(Work to do) Omit all pictures. Copy the rest of the material exactly.
■ ■ ■ ■ ■
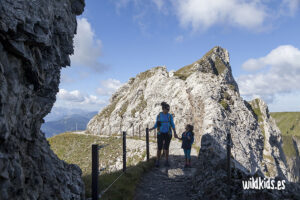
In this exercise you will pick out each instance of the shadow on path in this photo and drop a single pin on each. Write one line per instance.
(165, 183)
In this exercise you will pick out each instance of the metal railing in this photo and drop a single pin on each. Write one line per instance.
(95, 165)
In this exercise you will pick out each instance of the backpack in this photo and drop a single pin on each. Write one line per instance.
(160, 122)
(192, 138)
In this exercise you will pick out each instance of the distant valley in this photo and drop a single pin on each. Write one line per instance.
(64, 123)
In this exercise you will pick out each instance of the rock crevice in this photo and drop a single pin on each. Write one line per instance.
(36, 39)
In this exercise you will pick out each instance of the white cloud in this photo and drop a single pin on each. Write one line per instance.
(75, 99)
(202, 14)
(179, 38)
(73, 96)
(108, 87)
(290, 7)
(276, 73)
(159, 4)
(87, 49)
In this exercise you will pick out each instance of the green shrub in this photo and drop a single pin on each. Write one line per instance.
(123, 108)
(288, 146)
(76, 149)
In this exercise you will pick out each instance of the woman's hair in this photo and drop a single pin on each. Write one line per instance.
(165, 105)
(191, 128)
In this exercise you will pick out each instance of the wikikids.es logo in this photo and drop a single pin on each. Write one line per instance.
(266, 183)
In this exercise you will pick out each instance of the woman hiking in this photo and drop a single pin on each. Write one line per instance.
(164, 123)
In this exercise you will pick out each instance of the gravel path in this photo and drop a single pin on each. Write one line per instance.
(172, 182)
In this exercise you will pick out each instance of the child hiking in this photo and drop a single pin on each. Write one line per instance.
(187, 138)
(164, 123)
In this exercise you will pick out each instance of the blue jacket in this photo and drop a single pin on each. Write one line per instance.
(187, 143)
(166, 121)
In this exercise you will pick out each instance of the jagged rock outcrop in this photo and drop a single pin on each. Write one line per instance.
(274, 159)
(36, 39)
(293, 161)
(204, 94)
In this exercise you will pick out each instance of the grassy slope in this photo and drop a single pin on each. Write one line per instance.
(76, 149)
(289, 125)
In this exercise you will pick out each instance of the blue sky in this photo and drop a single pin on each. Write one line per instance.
(118, 39)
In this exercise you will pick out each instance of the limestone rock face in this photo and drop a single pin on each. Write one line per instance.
(204, 94)
(36, 39)
(274, 161)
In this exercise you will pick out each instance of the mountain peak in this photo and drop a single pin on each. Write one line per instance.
(215, 61)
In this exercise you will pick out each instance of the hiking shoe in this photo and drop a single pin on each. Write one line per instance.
(167, 164)
(157, 164)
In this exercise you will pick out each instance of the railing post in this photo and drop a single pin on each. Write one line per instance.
(95, 172)
(139, 131)
(124, 151)
(228, 146)
(133, 130)
(147, 143)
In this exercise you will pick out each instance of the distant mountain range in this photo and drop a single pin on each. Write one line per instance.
(62, 123)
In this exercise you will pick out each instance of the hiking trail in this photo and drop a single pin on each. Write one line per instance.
(172, 182)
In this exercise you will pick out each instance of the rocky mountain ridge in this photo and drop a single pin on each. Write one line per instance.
(205, 94)
(36, 39)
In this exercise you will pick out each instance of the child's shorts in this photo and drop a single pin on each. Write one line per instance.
(187, 153)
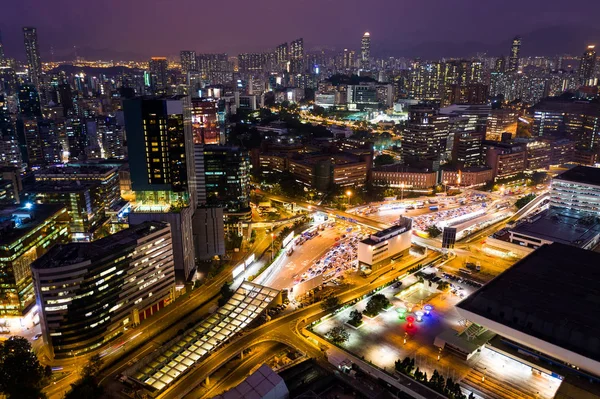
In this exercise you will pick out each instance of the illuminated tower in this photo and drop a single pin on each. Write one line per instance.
(515, 51)
(365, 50)
(587, 67)
(32, 50)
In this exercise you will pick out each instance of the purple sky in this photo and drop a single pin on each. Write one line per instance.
(163, 27)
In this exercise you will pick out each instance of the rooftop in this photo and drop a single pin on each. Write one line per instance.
(552, 294)
(561, 225)
(39, 212)
(256, 385)
(581, 174)
(77, 252)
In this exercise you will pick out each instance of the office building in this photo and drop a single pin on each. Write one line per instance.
(32, 51)
(501, 121)
(161, 153)
(587, 67)
(106, 175)
(425, 137)
(282, 56)
(365, 51)
(578, 189)
(297, 56)
(579, 121)
(120, 280)
(205, 121)
(209, 232)
(566, 226)
(84, 202)
(543, 307)
(158, 67)
(26, 234)
(1, 48)
(29, 101)
(400, 176)
(227, 177)
(163, 174)
(385, 245)
(505, 159)
(188, 61)
(515, 52)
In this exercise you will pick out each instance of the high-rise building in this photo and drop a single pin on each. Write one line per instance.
(297, 56)
(161, 153)
(32, 50)
(188, 61)
(29, 101)
(1, 48)
(26, 234)
(348, 59)
(587, 67)
(158, 74)
(161, 162)
(425, 137)
(365, 51)
(227, 174)
(121, 279)
(515, 52)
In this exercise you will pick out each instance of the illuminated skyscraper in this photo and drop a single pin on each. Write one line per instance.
(365, 51)
(282, 55)
(587, 67)
(1, 48)
(515, 51)
(32, 50)
(158, 72)
(188, 61)
(297, 56)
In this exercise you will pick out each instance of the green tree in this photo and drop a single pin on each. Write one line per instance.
(434, 231)
(330, 303)
(21, 375)
(376, 304)
(384, 159)
(338, 335)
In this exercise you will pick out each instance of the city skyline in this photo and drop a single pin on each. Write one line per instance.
(136, 31)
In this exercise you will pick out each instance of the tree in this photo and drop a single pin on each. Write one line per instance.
(21, 375)
(330, 303)
(355, 318)
(434, 231)
(338, 335)
(376, 304)
(384, 159)
(226, 293)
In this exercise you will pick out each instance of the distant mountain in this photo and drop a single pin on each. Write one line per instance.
(89, 53)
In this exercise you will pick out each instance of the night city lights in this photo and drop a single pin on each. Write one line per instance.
(299, 199)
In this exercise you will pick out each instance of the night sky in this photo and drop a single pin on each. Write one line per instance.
(141, 28)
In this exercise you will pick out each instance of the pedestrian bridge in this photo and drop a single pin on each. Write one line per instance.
(246, 304)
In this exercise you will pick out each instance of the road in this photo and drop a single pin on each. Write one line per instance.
■ ■ ■ ■ ■
(Answer in full)
In this exercise you will pick out each instance of the shadow on path in this photo and drop a single pin on each. Write one line per instance.
(165, 183)
In this exercise you will pick out each instance of the metal railing in this photo and drop a single pin on each. Write one line per instance.
(95, 165)
In this exercise you will pick out each instance of the backpack in this photo and drop a single pin on each. Write one line per instance.
(160, 122)
(192, 138)
In this exercise you will pick out each instance of the distant valley in this photo and drop a single pin on each. Write one line per instance.
(64, 123)
In this exercise you will pick out each instance of the rock crevice in this photo and drop a single pin on each. Write one line per instance.
(36, 39)
In this exercise you will pick out each instance of the white cloud in this photo and drop a single pin on each. Write one line per instance.
(75, 99)
(202, 14)
(179, 38)
(73, 96)
(108, 87)
(290, 7)
(276, 73)
(159, 4)
(87, 49)
In this exercise you will pick out each instance of the green shrub in this photo and drop a single pin on each. Write one line per instance.
(123, 108)
(288, 146)
(76, 149)
In this exercise you will pick out each instance of the woman's hair in this photo and drop a single pin on each. Write one line per instance.
(165, 105)
(191, 128)
In this exercise you will pick out each instance of the wikikids.es logo in this photo and drop a single pin on each. Write one line per instance.
(266, 183)
In this exercise you will pick out each instance of the woman hiking in this photo and drop a single pin on each. Write one line per instance.
(164, 123)
In this exercise you will pick out each instance of the gravel path in this photo and drop a single pin on each. Write one line per instance.
(172, 182)
In this exercise you will pick out each instance of the child hiking in this photo and drop a single pin on each. Write one line per instance.
(187, 138)
(164, 123)
In this exercise you will pick out each instance of the blue jacket in this photo and drop a single pin on each. Write one line per instance.
(187, 143)
(166, 121)
In this exercise you will pick out each instance of the jagged rock outcrop in this photo and drop a single pin on each. Write one line per instance.
(274, 159)
(36, 39)
(293, 161)
(204, 94)
In this exercise you will pick out each instance of the grassy slope in this photo and drop a single pin on each. Write one line per instance.
(76, 149)
(289, 125)
In this exercise you will pick out each instance of the blue sky in this photo and drop a single pin on each. Write one line per instance.
(118, 39)
In this exercise you will pick out each instance of the limestone rock face in this photo and drop a single pin on each. Write one line per instance.
(204, 94)
(36, 39)
(274, 161)
In this exercise you will pick out each instance of the mountain peak in this photo and drop a single pin on each. Write one line per instance.
(215, 61)
In this exercise you will pick out each instance of the hiking shoe in this photo and drop a single pin on each. Write one line per instance.
(167, 164)
(157, 164)
In this exercise you will pick out each instance of the railing post in this photo and drop a single pin on each. Write one line per instance.
(95, 172)
(139, 131)
(124, 151)
(228, 146)
(133, 130)
(147, 143)
In this exercise you will pick out each instance of the distant mountain range in this photo and drop a single pin on each. Write one line per instance.
(62, 123)
In this exercise you will pick out each instance of the hiking trail in this photo and drop a single pin on each. Write one line per instance.
(172, 182)
In this exercise you will pick out each instance of the rocky mountain ridge in this photo and drop a single pin on each. Write one line per instance.
(205, 94)
(36, 39)
In this exercise you will pick out each instance of the child's shorts in this photo and drop a single pin on each. Write one line per instance.
(187, 153)
In this exercise you will pick out each instance of the illuminated tower in this photo and drop a single pin on each. Write one line per instance.
(515, 51)
(365, 50)
(587, 67)
(32, 50)
In this exercise you will pick out each instance of the purple sky in this photo and drop a single pin on each. Write one line per instance.
(163, 27)
In this exercise you will pick out each instance of the rooftop in this photo and drop a single pin on each. Write one line per instance.
(552, 294)
(561, 225)
(39, 212)
(256, 385)
(581, 174)
(77, 252)
In this exercise you will pick out each instance of the office building in this photo and drop a single pin on each. Write one line per instance.
(32, 51)
(501, 121)
(161, 153)
(587, 67)
(106, 175)
(425, 137)
(282, 56)
(365, 51)
(578, 189)
(297, 56)
(579, 121)
(120, 280)
(205, 121)
(209, 232)
(566, 226)
(84, 202)
(543, 307)
(158, 67)
(26, 234)
(1, 48)
(29, 101)
(400, 176)
(227, 177)
(163, 174)
(385, 245)
(505, 159)
(188, 61)
(515, 52)
In this exercise you will pick out each instance of the high-rise building in this photo and drop a single pin on each. Write one line per instance.
(297, 56)
(161, 153)
(32, 50)
(188, 61)
(29, 101)
(1, 48)
(26, 234)
(348, 59)
(587, 67)
(158, 74)
(161, 162)
(425, 137)
(365, 51)
(227, 174)
(121, 279)
(515, 52)
In this exercise you will pick out each instance of the illuminated skyscraper in this photo and drop a single pin on each. Write one line per instance.
(365, 51)
(282, 55)
(587, 67)
(1, 48)
(515, 51)
(32, 50)
(158, 72)
(188, 61)
(297, 56)
In this exercise you will pick out each instance of the green tree in this photo and drop a single pin on each. Write one line per instance.
(434, 231)
(330, 303)
(21, 375)
(376, 304)
(384, 159)
(338, 335)
In this exercise you will pick out each instance of the city skyline in this photo and drop a single pin on each. Write one line per instance.
(136, 31)
In this exercise you will pick out each instance of the tree in this photo and drop a single pin on each. Write one line per instance.
(21, 375)
(330, 303)
(355, 318)
(434, 231)
(338, 335)
(376, 304)
(384, 159)
(226, 293)
In this exercise you will pick out each instance of the distant mountain in this photo and drop a single pin on each. Write one line per instance.
(89, 53)
In this exercise you will pick out each instance of the night city lights in this photo and drop a single pin on each. Write one line per instance.
(299, 199)
In this exercise you will pick out each instance of the night sky in this photo and drop a single pin on each. Write one line per instance.
(141, 28)
In this exercise you will pick out each instance of the pedestrian bridge in this photo and drop a single pin on each. Write one line per instance.
(246, 304)
In this exercise you will pick out each instance of the road in this photo and drop a single pin on each. Write one line per instance.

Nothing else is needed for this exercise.